TASK DESCRIPTION | Each record below must come back exactly as written; its pictures must not.

[Image-grounded pointing data]
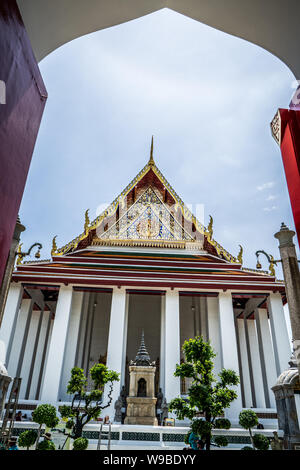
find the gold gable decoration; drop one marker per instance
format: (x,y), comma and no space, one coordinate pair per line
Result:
(120,201)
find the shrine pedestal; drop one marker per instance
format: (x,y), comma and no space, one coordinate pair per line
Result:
(141,410)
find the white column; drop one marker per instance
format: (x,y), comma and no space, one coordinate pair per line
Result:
(256,365)
(45,354)
(57,344)
(8,324)
(39,355)
(267,352)
(244,363)
(229,348)
(280,337)
(123,374)
(18,338)
(214,331)
(71,344)
(116,339)
(172,344)
(29,350)
(82,328)
(203,317)
(162,344)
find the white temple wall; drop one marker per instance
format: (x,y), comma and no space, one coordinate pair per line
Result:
(71,344)
(24,314)
(38,364)
(28,352)
(144,313)
(214,332)
(245,374)
(82,329)
(97,345)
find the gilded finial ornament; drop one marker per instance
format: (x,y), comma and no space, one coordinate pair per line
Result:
(271,267)
(271,260)
(54,246)
(240,255)
(210,228)
(20,254)
(86,221)
(151,160)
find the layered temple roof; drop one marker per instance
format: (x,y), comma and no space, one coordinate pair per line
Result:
(148,212)
(146,238)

EXERCISE OUTPUT |
find the gold gable decoration; drop one marker per instance
format: (x,y), comma and no space, one coordinate pair per line
Result:
(120,201)
find the shrine pedestal; drop one marker per instance
format: (x,y), comma and no space, one coordinate pair per line
Result:
(141,410)
find the white column; drop one marker per instance
format: (x,y), comma and no space, one coordinate pair per line
Result:
(256,365)
(45,354)
(57,344)
(8,324)
(39,355)
(267,352)
(244,363)
(229,348)
(280,337)
(123,374)
(18,338)
(214,331)
(71,344)
(116,339)
(172,344)
(29,350)
(82,328)
(203,317)
(162,344)
find the white temple wall; drop one marker per instance
format: (x,y), comma and no space, one coordinate pair per line
Result:
(71,344)
(24,314)
(38,364)
(28,352)
(144,313)
(214,332)
(245,374)
(82,329)
(97,345)
find the gilded finial ornament; drop one marker per instance
format: (x,y), comma and no space, one coordinate pair per line
Result:
(271,267)
(271,260)
(54,246)
(240,255)
(210,228)
(20,254)
(86,221)
(151,160)
find the layered temple roof; drop one marker per instance
format: (x,y), comma and no space, one coordinate pair per line
Result:
(148,212)
(146,238)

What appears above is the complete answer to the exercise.